WHAT NEEDS TO BE DONE:
Return, unchanged, the lines of the records below, starting at the one containing "In the photo above, where can the white trim" and ending at the one containing "point(236, 338)", and nothing else.

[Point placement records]
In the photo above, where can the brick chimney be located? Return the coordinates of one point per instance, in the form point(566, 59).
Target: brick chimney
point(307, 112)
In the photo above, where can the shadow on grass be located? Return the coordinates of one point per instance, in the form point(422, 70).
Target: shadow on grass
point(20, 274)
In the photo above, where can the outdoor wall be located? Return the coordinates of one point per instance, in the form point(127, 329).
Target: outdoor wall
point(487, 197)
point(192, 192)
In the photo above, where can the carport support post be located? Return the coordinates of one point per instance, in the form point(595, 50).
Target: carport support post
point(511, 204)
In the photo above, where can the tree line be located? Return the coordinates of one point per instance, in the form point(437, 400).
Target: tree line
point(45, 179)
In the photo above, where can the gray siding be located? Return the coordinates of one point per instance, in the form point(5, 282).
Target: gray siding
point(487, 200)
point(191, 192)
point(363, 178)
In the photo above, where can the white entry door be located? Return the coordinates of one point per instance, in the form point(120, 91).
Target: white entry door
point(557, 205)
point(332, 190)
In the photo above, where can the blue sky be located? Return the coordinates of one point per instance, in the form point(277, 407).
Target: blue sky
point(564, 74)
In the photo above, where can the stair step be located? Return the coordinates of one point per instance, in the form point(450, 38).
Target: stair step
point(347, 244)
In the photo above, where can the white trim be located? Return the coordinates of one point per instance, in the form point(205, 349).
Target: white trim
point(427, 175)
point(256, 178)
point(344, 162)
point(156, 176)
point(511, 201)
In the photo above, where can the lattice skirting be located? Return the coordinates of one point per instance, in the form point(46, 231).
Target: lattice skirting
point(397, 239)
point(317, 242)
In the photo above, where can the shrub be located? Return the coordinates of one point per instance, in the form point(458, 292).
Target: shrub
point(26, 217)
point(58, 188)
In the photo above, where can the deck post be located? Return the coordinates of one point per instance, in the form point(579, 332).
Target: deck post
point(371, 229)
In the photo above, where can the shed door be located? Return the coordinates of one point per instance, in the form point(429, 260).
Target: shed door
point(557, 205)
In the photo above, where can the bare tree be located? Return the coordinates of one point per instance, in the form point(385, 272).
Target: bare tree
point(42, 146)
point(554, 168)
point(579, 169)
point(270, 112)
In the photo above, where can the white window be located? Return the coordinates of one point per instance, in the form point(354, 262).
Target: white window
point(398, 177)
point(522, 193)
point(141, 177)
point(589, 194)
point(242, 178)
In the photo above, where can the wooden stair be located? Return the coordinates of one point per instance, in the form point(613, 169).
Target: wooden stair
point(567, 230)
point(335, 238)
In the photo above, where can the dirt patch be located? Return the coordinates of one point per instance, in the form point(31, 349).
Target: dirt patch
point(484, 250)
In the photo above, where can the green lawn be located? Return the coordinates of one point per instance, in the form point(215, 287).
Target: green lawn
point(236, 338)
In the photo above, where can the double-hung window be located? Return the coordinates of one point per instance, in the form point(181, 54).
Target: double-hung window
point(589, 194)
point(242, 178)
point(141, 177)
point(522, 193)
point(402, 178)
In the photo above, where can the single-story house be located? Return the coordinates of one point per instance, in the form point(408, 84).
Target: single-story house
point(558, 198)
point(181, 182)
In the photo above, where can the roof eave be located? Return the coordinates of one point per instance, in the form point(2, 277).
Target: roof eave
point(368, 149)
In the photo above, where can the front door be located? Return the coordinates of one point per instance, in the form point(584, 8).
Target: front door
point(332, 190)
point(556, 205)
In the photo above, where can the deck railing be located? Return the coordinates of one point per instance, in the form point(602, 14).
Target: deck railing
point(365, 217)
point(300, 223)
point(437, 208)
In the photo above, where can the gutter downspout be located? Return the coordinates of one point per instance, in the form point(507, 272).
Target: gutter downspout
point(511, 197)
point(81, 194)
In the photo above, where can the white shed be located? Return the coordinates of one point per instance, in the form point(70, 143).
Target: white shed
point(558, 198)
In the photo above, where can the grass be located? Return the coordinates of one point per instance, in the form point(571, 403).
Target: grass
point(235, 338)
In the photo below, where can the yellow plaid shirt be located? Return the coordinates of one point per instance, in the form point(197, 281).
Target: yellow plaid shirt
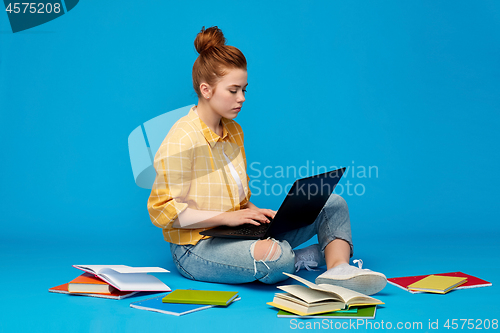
point(192, 172)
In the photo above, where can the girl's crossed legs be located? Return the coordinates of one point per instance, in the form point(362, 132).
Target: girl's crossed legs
point(226, 260)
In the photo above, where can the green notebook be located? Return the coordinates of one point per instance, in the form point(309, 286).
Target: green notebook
point(209, 297)
point(362, 312)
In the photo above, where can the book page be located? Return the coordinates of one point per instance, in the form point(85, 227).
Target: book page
point(132, 281)
point(309, 295)
point(346, 295)
point(96, 269)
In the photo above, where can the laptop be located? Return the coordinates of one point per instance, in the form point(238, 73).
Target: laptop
point(301, 207)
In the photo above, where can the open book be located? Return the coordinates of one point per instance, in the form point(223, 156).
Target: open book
point(318, 298)
point(126, 278)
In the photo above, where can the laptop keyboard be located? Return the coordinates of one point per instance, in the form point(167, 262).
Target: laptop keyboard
point(251, 230)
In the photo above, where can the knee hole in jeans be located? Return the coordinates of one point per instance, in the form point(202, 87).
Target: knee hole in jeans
point(266, 250)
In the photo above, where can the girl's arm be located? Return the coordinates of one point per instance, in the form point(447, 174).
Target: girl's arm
point(251, 214)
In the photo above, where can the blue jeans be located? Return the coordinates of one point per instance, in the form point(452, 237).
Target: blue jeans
point(226, 260)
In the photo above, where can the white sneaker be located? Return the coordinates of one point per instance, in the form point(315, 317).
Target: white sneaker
point(361, 280)
point(309, 257)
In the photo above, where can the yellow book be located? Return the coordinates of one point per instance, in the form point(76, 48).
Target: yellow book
point(437, 284)
point(318, 298)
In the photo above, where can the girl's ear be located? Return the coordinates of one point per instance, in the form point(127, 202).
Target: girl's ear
point(206, 90)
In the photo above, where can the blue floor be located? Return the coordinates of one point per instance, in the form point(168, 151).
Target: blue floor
point(29, 269)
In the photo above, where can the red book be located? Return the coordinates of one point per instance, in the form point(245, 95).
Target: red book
point(63, 289)
point(89, 283)
point(472, 281)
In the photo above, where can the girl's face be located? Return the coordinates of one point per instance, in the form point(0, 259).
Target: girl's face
point(229, 94)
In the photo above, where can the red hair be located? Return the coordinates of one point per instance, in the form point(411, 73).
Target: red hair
point(215, 58)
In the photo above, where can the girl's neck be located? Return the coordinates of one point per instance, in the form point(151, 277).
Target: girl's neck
point(209, 117)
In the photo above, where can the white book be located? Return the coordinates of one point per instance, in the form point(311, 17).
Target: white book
point(126, 278)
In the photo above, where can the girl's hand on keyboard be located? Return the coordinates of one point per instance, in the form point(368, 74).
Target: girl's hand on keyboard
point(244, 216)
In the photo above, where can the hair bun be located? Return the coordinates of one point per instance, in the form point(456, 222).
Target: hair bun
point(208, 38)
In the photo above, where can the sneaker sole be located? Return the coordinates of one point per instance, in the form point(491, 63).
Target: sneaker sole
point(367, 284)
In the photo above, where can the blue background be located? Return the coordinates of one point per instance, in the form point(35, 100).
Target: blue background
point(409, 88)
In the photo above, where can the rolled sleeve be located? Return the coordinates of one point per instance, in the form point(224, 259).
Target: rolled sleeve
point(173, 165)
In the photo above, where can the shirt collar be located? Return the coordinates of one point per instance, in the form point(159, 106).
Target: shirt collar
point(209, 135)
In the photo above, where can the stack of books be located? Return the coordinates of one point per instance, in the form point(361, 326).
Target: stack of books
point(438, 283)
point(323, 300)
point(112, 281)
point(184, 301)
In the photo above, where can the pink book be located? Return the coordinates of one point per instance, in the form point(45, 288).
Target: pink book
point(405, 281)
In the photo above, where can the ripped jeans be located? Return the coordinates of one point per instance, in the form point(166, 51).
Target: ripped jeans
point(226, 260)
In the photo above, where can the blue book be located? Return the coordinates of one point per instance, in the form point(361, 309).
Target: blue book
point(155, 304)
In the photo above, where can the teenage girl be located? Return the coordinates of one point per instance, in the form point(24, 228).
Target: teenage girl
point(201, 182)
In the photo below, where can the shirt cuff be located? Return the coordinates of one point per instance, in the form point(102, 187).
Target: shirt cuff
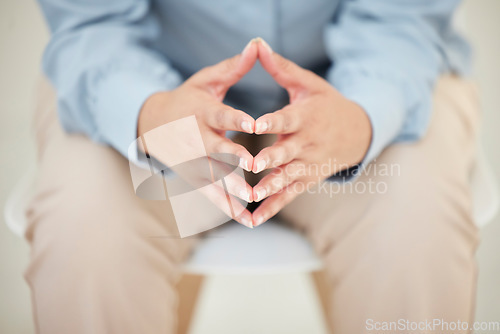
point(383, 102)
point(118, 101)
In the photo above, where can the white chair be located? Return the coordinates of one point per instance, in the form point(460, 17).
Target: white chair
point(268, 255)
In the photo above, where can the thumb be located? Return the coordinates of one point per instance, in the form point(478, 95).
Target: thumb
point(284, 71)
point(221, 76)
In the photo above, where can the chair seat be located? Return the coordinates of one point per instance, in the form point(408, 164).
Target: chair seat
point(235, 249)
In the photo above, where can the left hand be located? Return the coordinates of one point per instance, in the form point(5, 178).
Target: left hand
point(319, 134)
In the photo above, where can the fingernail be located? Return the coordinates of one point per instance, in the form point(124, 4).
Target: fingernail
point(260, 166)
point(264, 44)
point(247, 127)
point(247, 47)
point(245, 195)
point(244, 164)
point(259, 221)
point(247, 222)
point(261, 193)
point(261, 127)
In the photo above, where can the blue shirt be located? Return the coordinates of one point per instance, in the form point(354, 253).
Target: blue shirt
point(106, 57)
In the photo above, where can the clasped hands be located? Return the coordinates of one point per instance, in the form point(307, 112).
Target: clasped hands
point(318, 127)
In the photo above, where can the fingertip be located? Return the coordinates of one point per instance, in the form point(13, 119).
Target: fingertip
point(259, 220)
point(261, 127)
point(259, 166)
point(264, 45)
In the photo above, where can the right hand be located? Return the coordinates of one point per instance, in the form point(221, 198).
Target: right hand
point(202, 95)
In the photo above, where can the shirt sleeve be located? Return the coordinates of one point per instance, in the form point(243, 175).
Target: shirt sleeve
point(387, 55)
point(102, 62)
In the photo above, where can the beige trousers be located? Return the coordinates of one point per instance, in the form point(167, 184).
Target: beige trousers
point(403, 250)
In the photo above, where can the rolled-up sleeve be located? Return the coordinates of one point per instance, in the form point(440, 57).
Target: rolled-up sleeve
point(387, 55)
point(103, 64)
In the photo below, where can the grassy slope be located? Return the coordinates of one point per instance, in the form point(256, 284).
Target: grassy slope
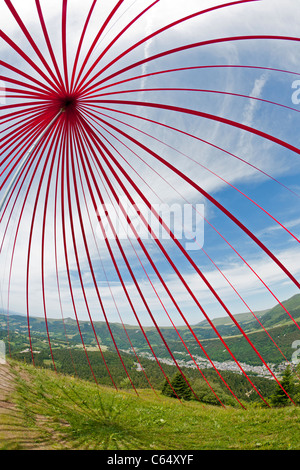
point(70, 413)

CORRECT ANSWER:
In the photo above, where can the white trim be located? Return the coordinates of one point per instance, in the form point(205, 349).
Target: white trim
point(427, 175)
point(256, 178)
point(344, 162)
point(156, 176)
point(511, 201)
In the photo above, where can the lattice skirting be located? Return the coordinates of one point per instance, in the form point(46, 231).
Target: lattice skirting
point(397, 239)
point(317, 242)
In the photo above, where can the shrub be located? Return the coordinates of one point per instance, in the form point(458, 292).
Target: shrub
point(26, 217)
point(58, 188)
In the photo above, where can the deck post be located? Return the coordinates of one point per instance, in the form point(579, 332).
Target: deck post
point(371, 229)
In the photo above, where can the shed door be located? Return the coordinates of one point per instance, in the form point(429, 260).
Target: shed door
point(557, 205)
In the photo above, where can the bare tree be located? Return the coordinates of one point per instance, in the form point(385, 272).
Target: bare tree
point(42, 146)
point(554, 168)
point(579, 169)
point(270, 112)
In the photo above, where can the white window be located? Return the coordinates of one point per instance, in the form point(354, 262).
Target: white window
point(398, 177)
point(522, 193)
point(141, 177)
point(589, 194)
point(242, 178)
In the photo above, where can the wooden stair be located? Return the coordinates of one point per instance, in the form point(613, 169).
Target: wooden stair
point(567, 230)
point(335, 238)
In the photo above, where can the dirt patch be located? Return the coordinates of one point per instance, in the form point(31, 349).
Target: dirt patch
point(484, 250)
In the photo above, where can the green lawn be located? Return the coordinates of one point per instance, in the form point(215, 287).
Target: green lawn
point(236, 338)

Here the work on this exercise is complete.